>> START Provided passage
# Train Sementic Segmentation model using Pytorch Lightning on Amazon SageMaker

## Overview
This notebook will demonstrate how you can train a semantic segmentation model by using custom training script with Pytorch lightning, similar to those you would use outside of SageMaker, with SageMaker's prebuilt containers for various frameworks.

SageMaker Script Mode is flexible so you'll also be seeing examples of how to include your own dependencies, such as a custom Python library, in your training and inference.

### Prerequisites
To follow along, you need to create an IAM role, SageMaker Notebook instance, and S3 bucket. 
Once the SageMaker Notebook instance is created, choose conda_python3 as the kernel.

### Imports

In [1]:
import sagemaker
import subprocess
import sys
import random
import math
import pandas as pd
import os
import boto3
import numpy as np
from sagemaker.pytorch import PyTorch
from sagemaker.s3 import S3Uploader, s3_path_join

In [2]:
# SageMaker Python SDK version 2.x is required
original_version = sagemaker.__version__
if sagemaker.__version__ != "2.24.1":
    subprocess.check_call([sys.executable, "-m", "pip", "install", "sagemaker==2.24.1"])
>> END Provided passage
>> START Record set
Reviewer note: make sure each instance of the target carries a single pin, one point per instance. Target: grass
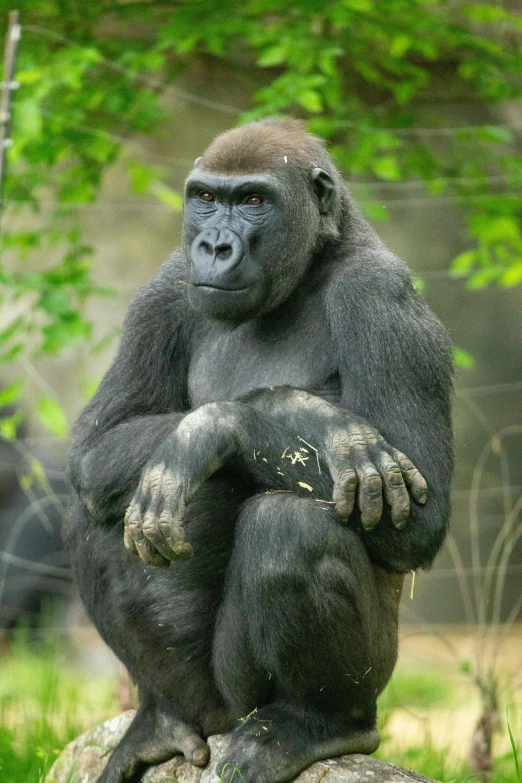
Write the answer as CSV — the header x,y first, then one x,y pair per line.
x,y
45,702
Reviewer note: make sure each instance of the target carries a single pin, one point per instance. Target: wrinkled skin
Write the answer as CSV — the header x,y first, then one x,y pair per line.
x,y
267,456
357,457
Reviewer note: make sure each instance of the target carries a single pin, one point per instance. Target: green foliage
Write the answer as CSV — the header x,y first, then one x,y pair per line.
x,y
44,704
359,71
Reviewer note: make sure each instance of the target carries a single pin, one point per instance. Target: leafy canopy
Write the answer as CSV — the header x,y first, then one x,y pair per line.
x,y
375,77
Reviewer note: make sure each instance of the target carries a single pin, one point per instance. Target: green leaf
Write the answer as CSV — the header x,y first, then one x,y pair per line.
x,y
386,167
10,393
52,416
275,55
28,117
512,276
463,263
54,301
167,196
359,5
484,277
311,101
141,178
375,211
400,45
9,425
463,359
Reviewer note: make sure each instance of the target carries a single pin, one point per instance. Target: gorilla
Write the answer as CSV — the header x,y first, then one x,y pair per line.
x,y
268,454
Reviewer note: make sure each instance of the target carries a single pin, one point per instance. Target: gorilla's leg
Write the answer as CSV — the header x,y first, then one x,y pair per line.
x,y
160,623
306,639
156,734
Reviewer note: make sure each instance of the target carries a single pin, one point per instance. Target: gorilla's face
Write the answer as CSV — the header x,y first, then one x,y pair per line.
x,y
248,239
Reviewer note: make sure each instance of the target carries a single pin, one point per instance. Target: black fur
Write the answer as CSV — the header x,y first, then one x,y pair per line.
x,y
282,612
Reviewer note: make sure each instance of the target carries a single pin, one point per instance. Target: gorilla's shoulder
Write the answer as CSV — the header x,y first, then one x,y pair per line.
x,y
165,295
371,274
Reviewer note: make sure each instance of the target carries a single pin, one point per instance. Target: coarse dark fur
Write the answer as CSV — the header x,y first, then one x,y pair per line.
x,y
283,613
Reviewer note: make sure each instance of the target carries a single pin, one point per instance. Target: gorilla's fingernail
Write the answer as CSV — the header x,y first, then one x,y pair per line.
x,y
200,756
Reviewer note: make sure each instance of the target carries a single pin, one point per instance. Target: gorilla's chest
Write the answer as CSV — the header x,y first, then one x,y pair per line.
x,y
226,363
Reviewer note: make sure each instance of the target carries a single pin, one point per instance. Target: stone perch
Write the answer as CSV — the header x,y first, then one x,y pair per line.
x,y
83,760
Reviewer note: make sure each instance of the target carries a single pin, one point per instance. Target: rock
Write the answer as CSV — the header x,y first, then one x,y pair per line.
x,y
83,761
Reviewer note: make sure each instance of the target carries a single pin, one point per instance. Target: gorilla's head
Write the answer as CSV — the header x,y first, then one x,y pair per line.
x,y
259,204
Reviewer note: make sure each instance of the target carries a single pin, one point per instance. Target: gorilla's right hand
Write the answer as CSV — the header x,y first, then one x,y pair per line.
x,y
201,444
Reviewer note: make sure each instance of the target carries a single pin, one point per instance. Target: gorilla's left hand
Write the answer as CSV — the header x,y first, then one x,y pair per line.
x,y
201,444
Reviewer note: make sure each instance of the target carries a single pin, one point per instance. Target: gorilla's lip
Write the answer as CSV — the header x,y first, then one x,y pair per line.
x,y
214,287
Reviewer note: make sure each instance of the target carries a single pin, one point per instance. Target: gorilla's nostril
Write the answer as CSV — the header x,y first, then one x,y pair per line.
x,y
206,247
224,251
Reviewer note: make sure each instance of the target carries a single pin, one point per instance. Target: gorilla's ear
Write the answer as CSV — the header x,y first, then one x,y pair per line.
x,y
324,188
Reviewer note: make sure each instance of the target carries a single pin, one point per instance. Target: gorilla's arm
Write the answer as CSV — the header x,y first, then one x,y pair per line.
x,y
139,402
396,367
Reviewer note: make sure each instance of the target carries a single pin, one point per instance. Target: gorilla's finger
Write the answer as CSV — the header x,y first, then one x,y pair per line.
x,y
344,492
153,532
174,537
370,495
128,542
146,550
412,476
395,490
192,746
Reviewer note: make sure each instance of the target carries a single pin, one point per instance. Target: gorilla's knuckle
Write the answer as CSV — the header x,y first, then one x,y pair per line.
x,y
150,527
134,526
347,478
372,481
341,444
393,475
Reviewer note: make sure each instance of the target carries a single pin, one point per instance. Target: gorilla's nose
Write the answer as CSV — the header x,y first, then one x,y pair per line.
x,y
221,245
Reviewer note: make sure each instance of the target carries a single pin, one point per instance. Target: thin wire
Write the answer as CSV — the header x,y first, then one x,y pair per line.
x,y
387,203
148,80
226,108
484,391
175,162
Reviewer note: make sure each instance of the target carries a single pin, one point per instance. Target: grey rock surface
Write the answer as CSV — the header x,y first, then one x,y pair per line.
x,y
83,761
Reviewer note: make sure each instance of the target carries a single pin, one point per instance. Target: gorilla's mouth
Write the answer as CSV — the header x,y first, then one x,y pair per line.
x,y
214,287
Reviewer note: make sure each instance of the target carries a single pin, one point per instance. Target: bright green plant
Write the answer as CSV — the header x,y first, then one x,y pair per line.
x,y
361,72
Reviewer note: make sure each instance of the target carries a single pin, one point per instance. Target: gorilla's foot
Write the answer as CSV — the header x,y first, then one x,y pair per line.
x,y
276,743
155,735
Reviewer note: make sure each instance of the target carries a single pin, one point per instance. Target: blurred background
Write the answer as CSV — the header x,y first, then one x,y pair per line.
x,y
110,103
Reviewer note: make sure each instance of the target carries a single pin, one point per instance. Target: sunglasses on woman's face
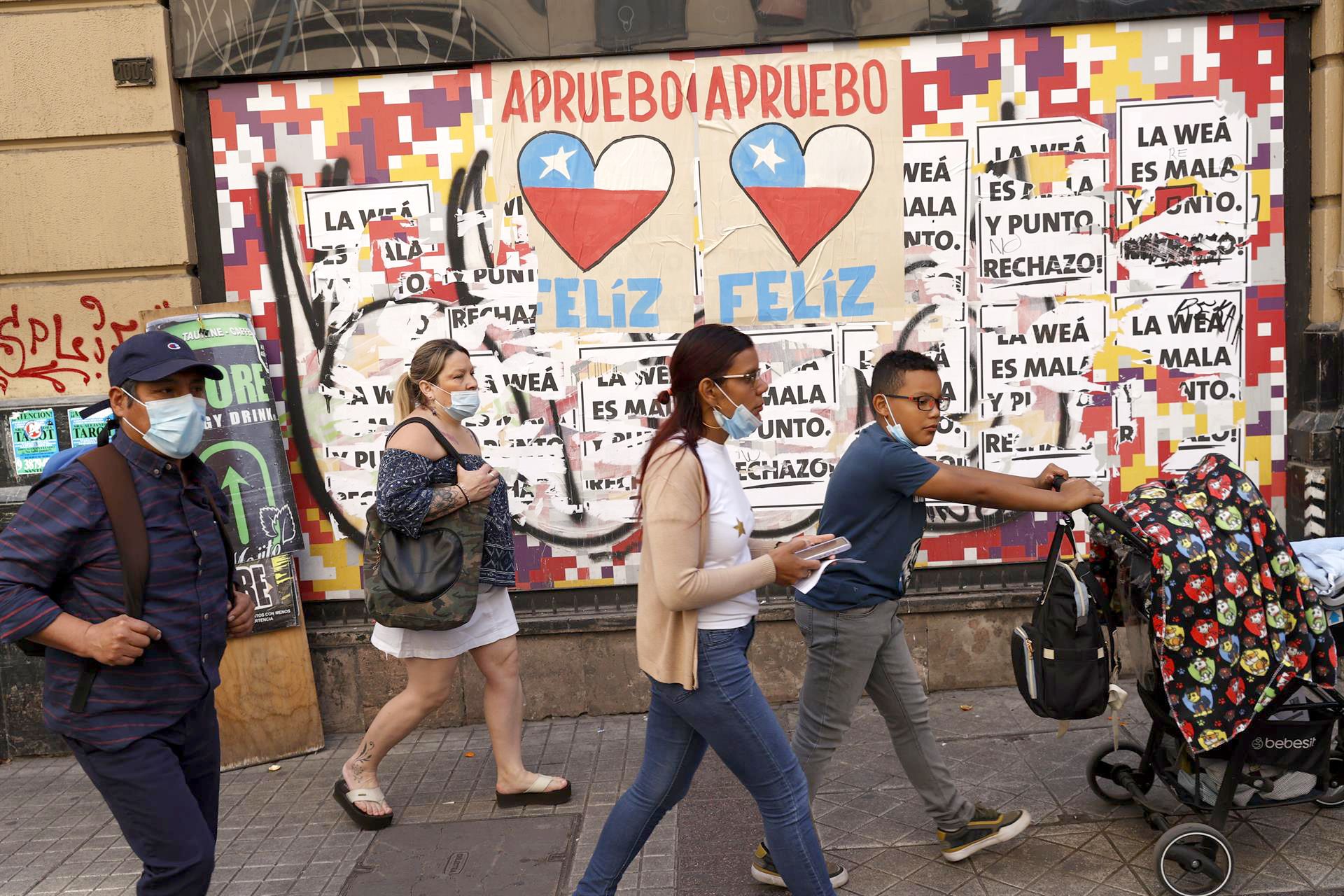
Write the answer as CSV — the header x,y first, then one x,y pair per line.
x,y
750,379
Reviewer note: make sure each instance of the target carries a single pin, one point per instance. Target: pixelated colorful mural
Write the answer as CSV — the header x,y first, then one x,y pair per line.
x,y
1093,248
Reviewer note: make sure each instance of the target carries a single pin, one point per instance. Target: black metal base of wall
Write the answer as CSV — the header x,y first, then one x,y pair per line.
x,y
1316,437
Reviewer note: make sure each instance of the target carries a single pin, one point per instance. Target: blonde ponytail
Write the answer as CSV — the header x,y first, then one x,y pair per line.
x,y
426,365
403,398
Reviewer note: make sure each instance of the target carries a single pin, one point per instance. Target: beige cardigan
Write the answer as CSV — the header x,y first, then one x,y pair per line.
x,y
673,584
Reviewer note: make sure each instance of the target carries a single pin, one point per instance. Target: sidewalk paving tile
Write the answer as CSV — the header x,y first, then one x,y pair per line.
x,y
281,833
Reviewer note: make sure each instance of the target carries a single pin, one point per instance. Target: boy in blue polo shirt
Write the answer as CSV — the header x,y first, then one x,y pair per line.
x,y
855,638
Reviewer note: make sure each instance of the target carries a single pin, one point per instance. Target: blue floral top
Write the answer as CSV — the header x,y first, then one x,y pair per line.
x,y
405,486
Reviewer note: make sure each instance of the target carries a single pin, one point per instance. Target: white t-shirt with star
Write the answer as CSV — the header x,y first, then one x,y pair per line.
x,y
730,528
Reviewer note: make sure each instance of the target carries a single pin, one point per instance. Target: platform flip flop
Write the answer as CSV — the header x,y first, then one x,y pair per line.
x,y
347,798
537,794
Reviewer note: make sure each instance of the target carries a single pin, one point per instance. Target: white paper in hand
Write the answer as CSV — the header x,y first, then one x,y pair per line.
x,y
803,586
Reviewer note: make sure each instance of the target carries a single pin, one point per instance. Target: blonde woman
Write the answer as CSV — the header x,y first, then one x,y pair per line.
x,y
419,481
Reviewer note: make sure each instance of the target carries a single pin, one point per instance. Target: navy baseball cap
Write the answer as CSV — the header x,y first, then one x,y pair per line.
x,y
150,356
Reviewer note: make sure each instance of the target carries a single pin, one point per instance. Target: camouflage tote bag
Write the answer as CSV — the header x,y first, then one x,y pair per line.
x,y
425,583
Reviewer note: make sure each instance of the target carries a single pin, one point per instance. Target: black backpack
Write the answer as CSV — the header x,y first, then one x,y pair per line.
x,y
1063,659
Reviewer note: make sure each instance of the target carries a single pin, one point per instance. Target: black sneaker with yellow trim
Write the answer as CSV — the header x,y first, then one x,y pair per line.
x,y
764,869
987,827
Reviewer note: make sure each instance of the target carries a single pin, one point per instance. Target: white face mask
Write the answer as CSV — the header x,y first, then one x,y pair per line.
x,y
176,425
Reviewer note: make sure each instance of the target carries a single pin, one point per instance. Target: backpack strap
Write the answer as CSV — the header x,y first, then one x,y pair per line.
x,y
115,482
438,437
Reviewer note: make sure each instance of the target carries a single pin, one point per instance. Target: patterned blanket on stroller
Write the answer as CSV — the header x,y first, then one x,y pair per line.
x,y
1234,618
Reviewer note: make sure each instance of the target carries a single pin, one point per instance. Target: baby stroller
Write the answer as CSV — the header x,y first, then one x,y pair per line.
x,y
1273,748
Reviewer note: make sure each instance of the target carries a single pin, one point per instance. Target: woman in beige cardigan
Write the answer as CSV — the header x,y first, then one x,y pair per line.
x,y
696,614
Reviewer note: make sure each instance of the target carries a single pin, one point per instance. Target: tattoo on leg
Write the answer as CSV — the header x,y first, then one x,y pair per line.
x,y
365,754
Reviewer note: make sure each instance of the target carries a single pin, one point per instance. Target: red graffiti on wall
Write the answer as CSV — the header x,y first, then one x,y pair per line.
x,y
46,348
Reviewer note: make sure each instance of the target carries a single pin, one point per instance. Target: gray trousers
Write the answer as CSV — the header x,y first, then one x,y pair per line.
x,y
866,648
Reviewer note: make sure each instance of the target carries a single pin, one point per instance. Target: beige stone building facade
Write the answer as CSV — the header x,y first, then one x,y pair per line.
x,y
97,223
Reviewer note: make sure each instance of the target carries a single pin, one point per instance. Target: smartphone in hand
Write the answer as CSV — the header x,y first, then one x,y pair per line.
x,y
824,550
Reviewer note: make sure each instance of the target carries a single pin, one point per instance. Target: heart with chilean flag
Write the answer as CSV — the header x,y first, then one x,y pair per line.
x,y
589,209
804,191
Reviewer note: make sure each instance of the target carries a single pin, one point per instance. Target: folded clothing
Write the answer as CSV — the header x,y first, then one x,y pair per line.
x,y
1323,562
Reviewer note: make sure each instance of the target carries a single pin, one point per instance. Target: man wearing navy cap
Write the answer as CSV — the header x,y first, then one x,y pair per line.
x,y
147,735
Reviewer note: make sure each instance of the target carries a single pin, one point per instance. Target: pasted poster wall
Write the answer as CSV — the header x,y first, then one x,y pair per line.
x,y
1092,248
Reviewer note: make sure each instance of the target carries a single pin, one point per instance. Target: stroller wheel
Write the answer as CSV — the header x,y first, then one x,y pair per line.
x,y
1194,860
1105,767
1335,796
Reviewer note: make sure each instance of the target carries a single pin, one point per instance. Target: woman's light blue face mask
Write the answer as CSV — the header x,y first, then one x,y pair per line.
x,y
176,425
464,402
741,425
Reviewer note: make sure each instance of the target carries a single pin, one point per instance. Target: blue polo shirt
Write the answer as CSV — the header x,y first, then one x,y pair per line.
x,y
872,501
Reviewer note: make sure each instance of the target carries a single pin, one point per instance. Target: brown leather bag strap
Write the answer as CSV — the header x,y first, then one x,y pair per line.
x,y
112,473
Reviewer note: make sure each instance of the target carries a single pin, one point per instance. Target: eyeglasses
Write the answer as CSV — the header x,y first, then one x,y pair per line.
x,y
926,402
750,379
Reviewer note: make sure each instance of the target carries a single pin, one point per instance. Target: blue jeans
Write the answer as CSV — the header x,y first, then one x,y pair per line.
x,y
730,713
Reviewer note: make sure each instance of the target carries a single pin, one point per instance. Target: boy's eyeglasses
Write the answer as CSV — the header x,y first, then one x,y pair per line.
x,y
926,402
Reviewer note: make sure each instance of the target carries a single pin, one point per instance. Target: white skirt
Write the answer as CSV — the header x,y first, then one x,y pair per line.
x,y
492,621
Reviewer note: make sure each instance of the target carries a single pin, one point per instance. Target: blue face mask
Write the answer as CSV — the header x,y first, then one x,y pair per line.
x,y
464,403
894,429
741,425
176,425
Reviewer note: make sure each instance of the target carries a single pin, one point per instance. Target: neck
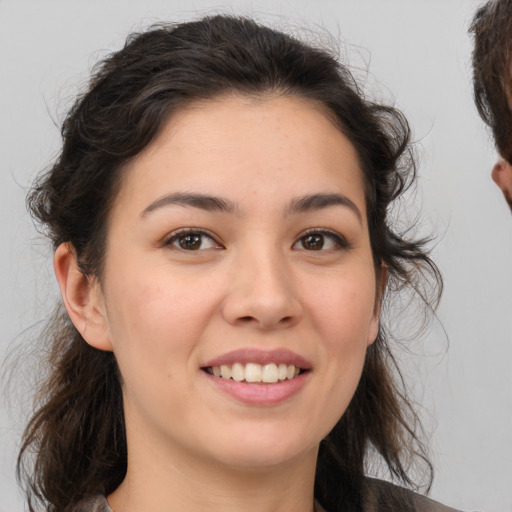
>> END Record set
Do this
In the SageMaker training page, which kernel should you pick once the SageMaker Notebook instance is created?

Written response
conda_python3